# INSTRUÇÕES:
- A) Segundo o texto sobre o Ibovespa, por que a Bradespar entra no cálculo ao lado de Petrobras e Vale? Responda com base no que o próprio texto afirma.
- B) Por favor, dê seguimento ao texto sobre o Ibovespa a partir da última frase.

# TEXTO FORNECIDO:
+++
Porém, muito mais importante do que avaliar o desempenho em termos reais, entender como o Ibovespa era composto em 2008 e comparar com as ações que fazem parte da composição do índice atualmente ajuda a explicar porque o mercado já renovou sua máxima histórica, enquanto blue chips como Vale e Petrobras estão longe das respectivas máximas históricas, ao contrário do visto nove anos atrás. Essas diferenças podem ser resumidas em 8 tópicos:

1) Participação de Petrobras e Vale

Em 2008, o Ibovespa era refém de Petrobras (PETR3; PETR4) e Vale (VALE3; VALE5). Considerando as ações ordinárias e preferenciais das duas empresas, além de Bradespar (BRAP4), holding financeira cujo principal investimento é justamente a mineradora brasileira, as blue chips correspondiam por 34,3% da variação do Ibovespa. Para se ter uma ideia da concentração, os ativos PETR4 e VALE5, com maior volume negociado na época, detinham participação de 26,9%.
+++
# REGISTROS SALVOS:
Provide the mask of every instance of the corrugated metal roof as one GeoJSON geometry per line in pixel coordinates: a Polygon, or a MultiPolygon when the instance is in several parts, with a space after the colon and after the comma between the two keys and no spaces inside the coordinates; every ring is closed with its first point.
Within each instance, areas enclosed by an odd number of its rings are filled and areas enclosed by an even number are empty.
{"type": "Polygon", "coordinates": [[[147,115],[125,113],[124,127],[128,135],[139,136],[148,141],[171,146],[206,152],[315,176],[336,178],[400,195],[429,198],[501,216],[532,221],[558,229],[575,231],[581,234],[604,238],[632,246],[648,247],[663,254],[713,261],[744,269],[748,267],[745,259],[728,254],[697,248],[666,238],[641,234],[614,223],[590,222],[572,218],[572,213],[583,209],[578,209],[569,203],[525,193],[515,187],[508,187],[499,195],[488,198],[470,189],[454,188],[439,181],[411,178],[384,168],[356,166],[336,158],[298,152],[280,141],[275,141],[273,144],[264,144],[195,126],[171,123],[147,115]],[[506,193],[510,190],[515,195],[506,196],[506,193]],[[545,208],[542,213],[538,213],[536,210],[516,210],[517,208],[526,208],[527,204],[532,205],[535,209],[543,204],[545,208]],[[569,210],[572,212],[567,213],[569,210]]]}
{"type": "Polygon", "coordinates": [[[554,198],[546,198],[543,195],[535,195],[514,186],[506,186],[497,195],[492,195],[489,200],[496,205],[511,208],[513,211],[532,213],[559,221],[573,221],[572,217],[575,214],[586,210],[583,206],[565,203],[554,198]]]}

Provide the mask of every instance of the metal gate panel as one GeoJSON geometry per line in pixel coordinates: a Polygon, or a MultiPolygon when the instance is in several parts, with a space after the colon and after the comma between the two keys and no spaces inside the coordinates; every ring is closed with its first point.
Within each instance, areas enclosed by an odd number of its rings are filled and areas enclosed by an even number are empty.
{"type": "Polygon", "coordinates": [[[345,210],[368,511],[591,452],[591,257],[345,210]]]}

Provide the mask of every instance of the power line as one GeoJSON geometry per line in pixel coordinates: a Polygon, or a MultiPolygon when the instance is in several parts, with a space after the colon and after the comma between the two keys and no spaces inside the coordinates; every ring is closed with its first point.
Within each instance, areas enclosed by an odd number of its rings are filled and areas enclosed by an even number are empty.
+++
# RESPOSTAS EM ORDEM:
- A) Porque a Bradespar é uma holding financeira cujo principal investimento é justamente a Vale. Por isso, o texto soma a Bradespar às ações ordinárias e preferenciais de Petrobras e Vale ao chegar aos 34,3% da variação do Ibovespa.

- B)
Considerando a composição da carteira do Ibovespa desta quarta-feira, a participação direta e indireta das duas empresas recuou para 17% e hoje em dia as duas empresas que possuem maior participação no índice não são mais Petrobras e Vale, mas sim os bancos Itaú Unibanco (ITUB4) e Bradesco (BBDC4), que juntos representam 19,6%.

Ação Ticker Participação em 2008 Participação em 2017*
Petrobras PETR4  14,14% 5,22% 
Vale VALE5 12,75%
Vale VALE3 3,35% 7,77%
Petrobras PETR3 2,64% 3,57%
Bradespar BRAP4 1,42% 0,44%
*Carteira teórica do dia 04/10/2017

Fonte: B3

2) Bancos ganharam espaço

Por falar nos bancos, com a mudança na metologia do índice em maio de 2014, que passou levar em conta o valor de mercado das empresas e o volume de papéis disponíveis para a negociação, ao invés da quantidade de negócios após a derrocada dos papéis da OGX, as instituições financeiras ganharam bastante espaço dentro do Ibovespa.

Em 2008, a participação das instituições financeiras era de apenas 15%, ano que contava ainda com as units do Unibanco, que dois anos depois foi incorporado pelo Itaú em uma fusão que criou o maior banco privado do Brasil. Considerando a última versão da carteira teórica do Ibovespa, a participação dos bancos disparou para 29,1%.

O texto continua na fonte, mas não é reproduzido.